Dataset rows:
==============================
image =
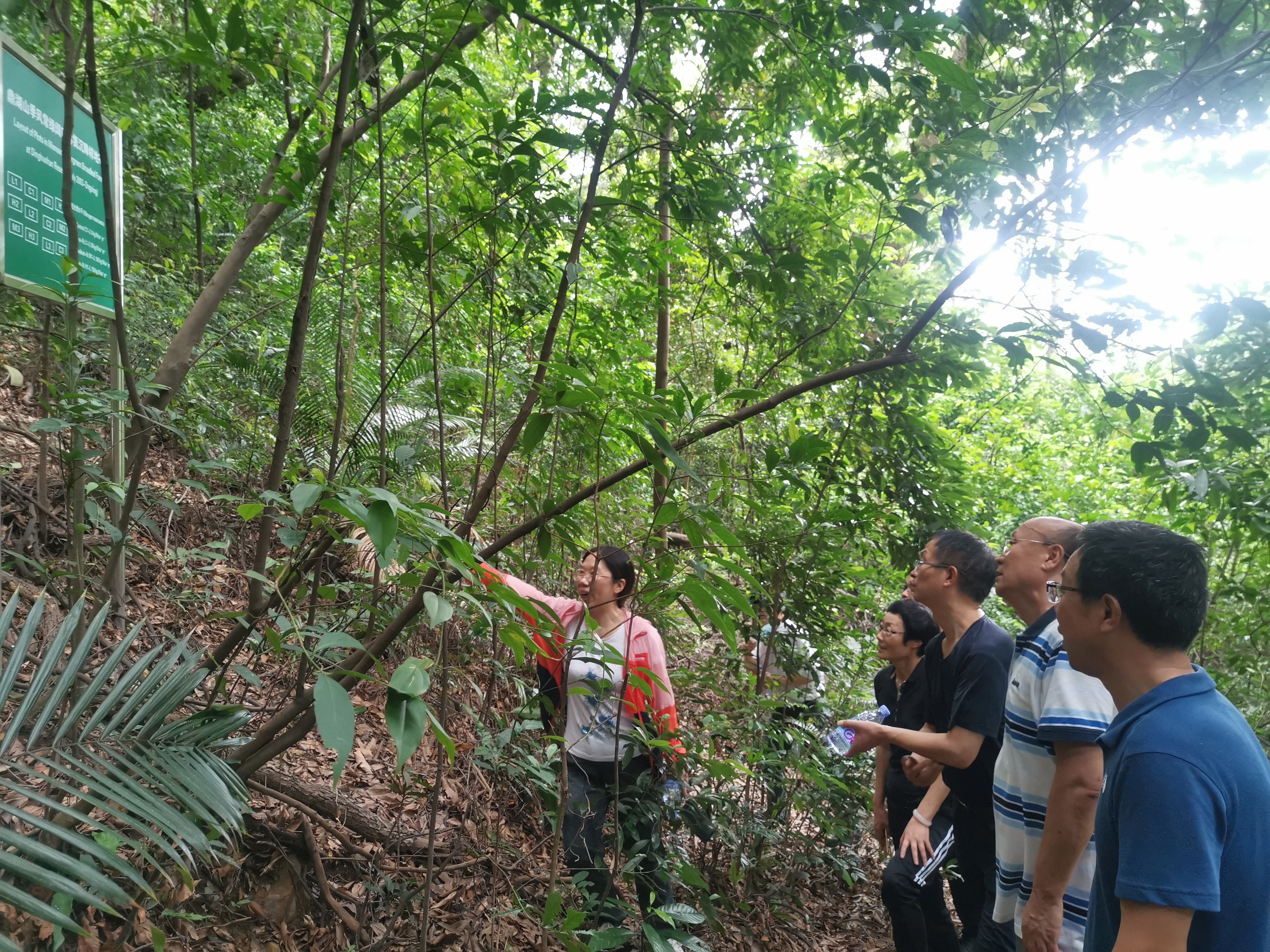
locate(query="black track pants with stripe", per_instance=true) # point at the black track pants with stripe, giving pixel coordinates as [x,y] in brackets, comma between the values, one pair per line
[914,891]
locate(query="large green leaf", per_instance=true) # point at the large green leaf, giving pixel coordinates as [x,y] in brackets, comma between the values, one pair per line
[336,720]
[382,527]
[407,719]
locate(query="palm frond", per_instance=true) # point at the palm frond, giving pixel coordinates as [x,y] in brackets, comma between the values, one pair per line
[110,764]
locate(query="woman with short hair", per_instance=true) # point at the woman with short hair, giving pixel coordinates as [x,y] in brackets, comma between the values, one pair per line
[611,681]
[920,819]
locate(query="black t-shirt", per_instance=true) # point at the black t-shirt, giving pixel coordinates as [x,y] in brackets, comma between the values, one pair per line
[907,707]
[968,690]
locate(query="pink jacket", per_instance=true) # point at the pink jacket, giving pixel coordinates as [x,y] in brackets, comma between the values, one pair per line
[648,682]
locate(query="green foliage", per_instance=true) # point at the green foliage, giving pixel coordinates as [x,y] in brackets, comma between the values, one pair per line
[104,757]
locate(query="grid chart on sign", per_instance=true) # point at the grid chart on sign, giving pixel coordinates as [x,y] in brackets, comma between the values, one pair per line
[35,216]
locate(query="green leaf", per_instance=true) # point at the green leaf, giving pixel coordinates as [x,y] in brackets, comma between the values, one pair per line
[666,515]
[916,223]
[733,596]
[648,452]
[304,495]
[1144,454]
[407,719]
[948,72]
[205,21]
[337,639]
[658,436]
[440,732]
[1094,339]
[1239,437]
[382,529]
[705,602]
[534,431]
[412,677]
[248,676]
[684,913]
[337,724]
[237,35]
[723,380]
[654,941]
[64,904]
[552,908]
[50,425]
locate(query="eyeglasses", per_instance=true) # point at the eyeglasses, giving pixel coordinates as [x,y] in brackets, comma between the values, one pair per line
[919,564]
[1055,592]
[1011,542]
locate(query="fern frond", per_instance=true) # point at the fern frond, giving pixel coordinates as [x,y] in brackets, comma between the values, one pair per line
[107,758]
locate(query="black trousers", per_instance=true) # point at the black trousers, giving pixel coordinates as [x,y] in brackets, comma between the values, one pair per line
[914,891]
[594,787]
[977,866]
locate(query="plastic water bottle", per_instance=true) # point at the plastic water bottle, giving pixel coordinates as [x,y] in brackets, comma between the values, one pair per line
[839,740]
[672,794]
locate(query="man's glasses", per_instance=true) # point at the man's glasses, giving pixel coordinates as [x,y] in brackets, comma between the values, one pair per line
[1011,542]
[920,563]
[1055,592]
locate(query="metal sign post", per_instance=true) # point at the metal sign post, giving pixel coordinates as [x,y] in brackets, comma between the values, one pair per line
[32,217]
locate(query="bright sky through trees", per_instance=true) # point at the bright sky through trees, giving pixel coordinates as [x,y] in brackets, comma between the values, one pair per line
[1179,219]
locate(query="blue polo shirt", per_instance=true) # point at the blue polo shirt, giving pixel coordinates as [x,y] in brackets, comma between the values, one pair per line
[1184,819]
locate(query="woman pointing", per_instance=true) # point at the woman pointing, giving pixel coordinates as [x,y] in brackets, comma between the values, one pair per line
[611,680]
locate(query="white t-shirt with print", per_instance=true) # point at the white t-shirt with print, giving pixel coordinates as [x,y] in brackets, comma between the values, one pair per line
[595,696]
[798,654]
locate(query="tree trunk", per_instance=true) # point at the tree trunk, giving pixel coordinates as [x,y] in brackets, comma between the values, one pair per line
[304,308]
[514,432]
[662,374]
[177,361]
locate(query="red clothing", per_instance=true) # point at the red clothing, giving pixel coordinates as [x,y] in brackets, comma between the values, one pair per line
[648,682]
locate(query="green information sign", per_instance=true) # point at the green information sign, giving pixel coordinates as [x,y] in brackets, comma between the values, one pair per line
[31,168]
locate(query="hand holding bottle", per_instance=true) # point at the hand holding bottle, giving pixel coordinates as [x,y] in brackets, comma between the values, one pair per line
[849,738]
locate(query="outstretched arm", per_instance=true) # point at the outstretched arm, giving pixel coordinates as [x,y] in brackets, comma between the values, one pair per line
[1074,799]
[958,748]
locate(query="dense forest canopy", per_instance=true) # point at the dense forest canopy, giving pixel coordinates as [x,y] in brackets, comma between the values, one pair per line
[415,286]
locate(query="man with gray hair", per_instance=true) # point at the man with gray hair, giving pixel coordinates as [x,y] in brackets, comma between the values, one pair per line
[1050,771]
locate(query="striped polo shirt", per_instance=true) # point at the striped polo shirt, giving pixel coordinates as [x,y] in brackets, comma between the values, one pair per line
[1046,703]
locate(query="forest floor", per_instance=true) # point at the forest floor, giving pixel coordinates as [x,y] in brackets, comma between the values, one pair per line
[492,842]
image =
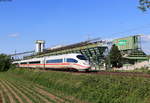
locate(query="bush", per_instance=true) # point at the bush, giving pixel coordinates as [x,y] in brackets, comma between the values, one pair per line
[5,62]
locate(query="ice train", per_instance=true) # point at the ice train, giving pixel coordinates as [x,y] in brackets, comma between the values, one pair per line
[74,61]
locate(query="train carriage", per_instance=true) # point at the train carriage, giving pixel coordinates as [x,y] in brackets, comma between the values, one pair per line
[67,61]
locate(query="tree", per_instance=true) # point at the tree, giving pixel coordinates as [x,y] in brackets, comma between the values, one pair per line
[115,56]
[5,62]
[144,5]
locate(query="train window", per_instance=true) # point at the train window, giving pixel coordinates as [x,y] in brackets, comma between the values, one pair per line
[34,62]
[23,63]
[71,60]
[81,57]
[54,61]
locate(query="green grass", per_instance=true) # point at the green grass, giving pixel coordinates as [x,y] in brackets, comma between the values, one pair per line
[90,88]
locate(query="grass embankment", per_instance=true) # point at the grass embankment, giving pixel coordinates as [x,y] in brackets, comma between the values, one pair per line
[88,88]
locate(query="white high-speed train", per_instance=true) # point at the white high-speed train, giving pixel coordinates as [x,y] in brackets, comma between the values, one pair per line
[73,61]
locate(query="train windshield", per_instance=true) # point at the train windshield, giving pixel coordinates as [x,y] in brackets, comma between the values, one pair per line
[81,57]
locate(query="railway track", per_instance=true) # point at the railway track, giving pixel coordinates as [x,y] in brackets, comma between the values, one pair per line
[117,73]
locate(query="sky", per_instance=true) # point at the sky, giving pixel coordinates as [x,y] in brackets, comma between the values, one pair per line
[62,22]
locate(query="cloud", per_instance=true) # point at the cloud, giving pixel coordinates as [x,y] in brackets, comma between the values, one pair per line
[14,35]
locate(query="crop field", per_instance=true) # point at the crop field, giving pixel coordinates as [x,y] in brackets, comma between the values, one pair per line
[32,86]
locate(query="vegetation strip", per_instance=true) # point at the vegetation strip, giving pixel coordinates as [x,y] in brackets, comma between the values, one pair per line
[11,99]
[13,92]
[30,94]
[49,94]
[45,93]
[24,96]
[34,92]
[1,97]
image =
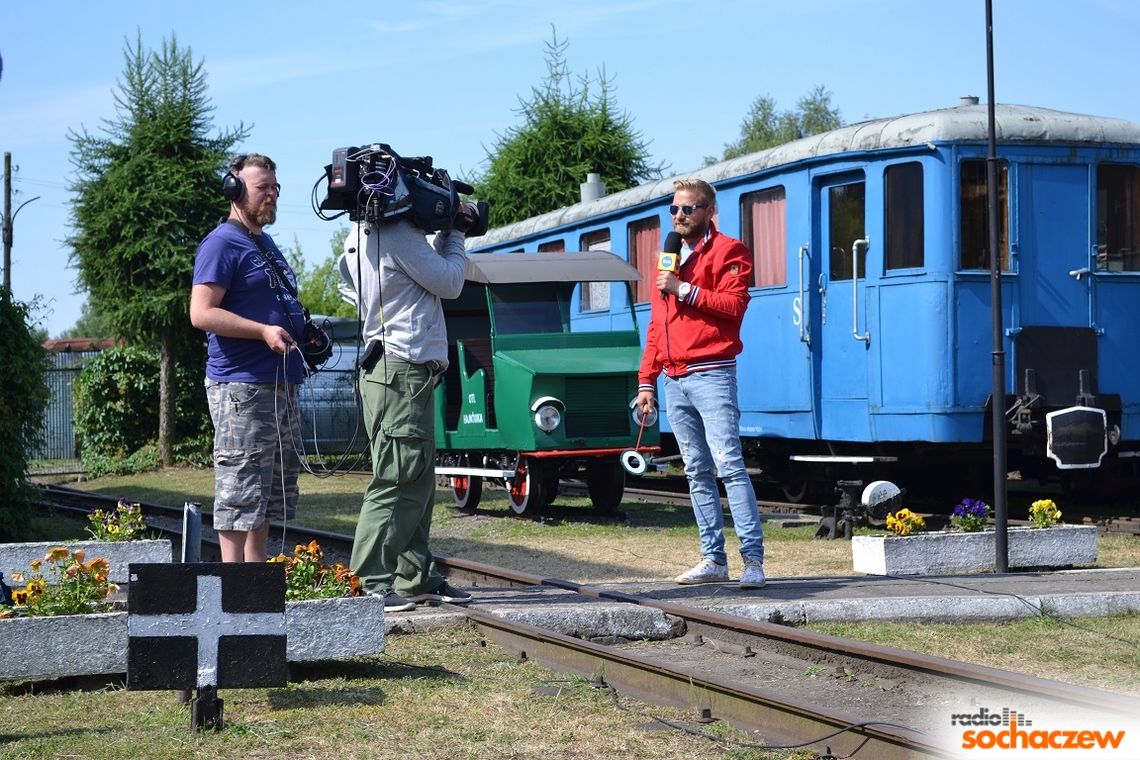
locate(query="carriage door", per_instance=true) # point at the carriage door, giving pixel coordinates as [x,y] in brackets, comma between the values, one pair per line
[1055,337]
[1052,245]
[846,338]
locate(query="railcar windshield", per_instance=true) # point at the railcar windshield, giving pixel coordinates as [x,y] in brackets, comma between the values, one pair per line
[545,308]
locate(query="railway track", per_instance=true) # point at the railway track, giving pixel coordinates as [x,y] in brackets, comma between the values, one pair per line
[786,685]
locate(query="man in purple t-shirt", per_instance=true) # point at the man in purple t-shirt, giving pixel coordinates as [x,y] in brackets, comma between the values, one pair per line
[253,369]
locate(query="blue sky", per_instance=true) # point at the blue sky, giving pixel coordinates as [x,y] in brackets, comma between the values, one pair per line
[444,79]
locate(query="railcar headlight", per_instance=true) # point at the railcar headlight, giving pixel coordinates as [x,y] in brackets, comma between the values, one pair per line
[547,414]
[636,413]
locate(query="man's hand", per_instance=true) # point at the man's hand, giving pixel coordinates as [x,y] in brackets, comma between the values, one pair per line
[646,401]
[277,338]
[667,282]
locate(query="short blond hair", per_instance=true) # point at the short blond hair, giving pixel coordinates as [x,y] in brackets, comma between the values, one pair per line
[244,160]
[698,186]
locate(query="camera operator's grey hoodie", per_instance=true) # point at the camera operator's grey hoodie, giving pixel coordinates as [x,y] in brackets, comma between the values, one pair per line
[399,283]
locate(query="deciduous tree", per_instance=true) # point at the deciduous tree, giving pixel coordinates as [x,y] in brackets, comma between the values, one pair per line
[146,191]
[764,127]
[568,131]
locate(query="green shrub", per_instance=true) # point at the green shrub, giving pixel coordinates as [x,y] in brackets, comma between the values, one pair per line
[116,413]
[23,399]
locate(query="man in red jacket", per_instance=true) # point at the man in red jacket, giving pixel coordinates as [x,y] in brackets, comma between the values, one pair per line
[693,338]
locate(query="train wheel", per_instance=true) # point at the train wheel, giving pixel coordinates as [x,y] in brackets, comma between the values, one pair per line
[524,491]
[467,491]
[795,491]
[605,481]
[827,529]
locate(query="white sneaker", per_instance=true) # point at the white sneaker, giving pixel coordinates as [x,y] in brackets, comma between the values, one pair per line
[705,572]
[752,575]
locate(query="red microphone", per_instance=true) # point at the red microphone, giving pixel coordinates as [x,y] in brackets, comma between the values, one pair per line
[669,259]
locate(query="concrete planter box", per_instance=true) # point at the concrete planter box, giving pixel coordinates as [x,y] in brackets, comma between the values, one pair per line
[947,552]
[18,557]
[37,648]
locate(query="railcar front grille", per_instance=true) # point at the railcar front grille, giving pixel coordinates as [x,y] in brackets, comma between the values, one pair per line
[597,406]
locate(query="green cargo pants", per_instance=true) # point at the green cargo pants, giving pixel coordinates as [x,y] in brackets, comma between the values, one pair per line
[390,549]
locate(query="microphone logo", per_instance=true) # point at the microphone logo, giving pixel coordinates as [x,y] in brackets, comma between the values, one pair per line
[669,259]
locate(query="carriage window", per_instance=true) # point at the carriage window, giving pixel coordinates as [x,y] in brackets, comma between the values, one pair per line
[1118,218]
[904,215]
[595,296]
[765,225]
[975,234]
[523,309]
[644,245]
[847,211]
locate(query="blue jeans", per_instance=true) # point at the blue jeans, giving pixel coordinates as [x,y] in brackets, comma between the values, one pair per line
[705,417]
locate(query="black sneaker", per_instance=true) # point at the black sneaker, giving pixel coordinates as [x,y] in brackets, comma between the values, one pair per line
[393,602]
[444,593]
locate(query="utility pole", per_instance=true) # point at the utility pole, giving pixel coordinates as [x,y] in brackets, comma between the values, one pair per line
[9,215]
[7,221]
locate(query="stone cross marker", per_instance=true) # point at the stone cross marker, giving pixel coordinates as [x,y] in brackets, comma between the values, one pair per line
[206,626]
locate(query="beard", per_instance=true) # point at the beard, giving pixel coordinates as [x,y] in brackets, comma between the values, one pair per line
[263,214]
==============================
[STATED EXERCISE] In the records above, return only the line that contains "the railcar front" and every line after it through the last, exactly as they appear.

[ANSWER TO THE PROBLEM]
locate(query="railcar front grille", per_instance=true) # point at the railcar front grille, giving pixel coordinates as [x,y] in brackets, comma between the values, one pair per line
[597,406]
locate(query="green cargo pants", per_instance=true) # point at the green cargo pants, giving pixel coordinates as [x,y] in brackets, comma between the values, one pair per line
[390,549]
locate(query="microphone logo", per_instance=true) # point at the microphone logo, giving pixel coordinates as [x,y] in brackets, comma between the values, one pair per line
[669,259]
locate(query="carriage window", per_instance=true) # point at the carriage window, giving pixel coordinates as [x,y] in brackets, comma between the values, one pair per line
[1118,218]
[904,215]
[595,296]
[765,225]
[975,234]
[523,309]
[644,245]
[847,211]
locate(query="blue jeans", per_instance=true) # point at the blue jeans, giving pixel coordinates as [x,y] in brackets, comma between the values, one pair per line
[705,417]
locate(query="black sneaker", per_instance=true) # point at the black sneaker, giving pixel coordinates as [x,y] in brackets, comma between the values, one pair per line
[393,602]
[444,593]
locate(query="utility pole", per_instance=true) # point at the utility pole, giving pixel coordinates as [x,y] in brackets, comma between the values, one pair per line
[9,215]
[7,221]
locate(query="stone cross marker", per_instance=true) # point at the stone cross marker, giving pixel coordinates as [x,y] in brackets, comma between the values, one pair per line
[206,626]
locate(query="beard", per_instance=true) # point at the beard, giving pixel coordinates as [x,y] in brackets, comma between the values, one pair per line
[263,214]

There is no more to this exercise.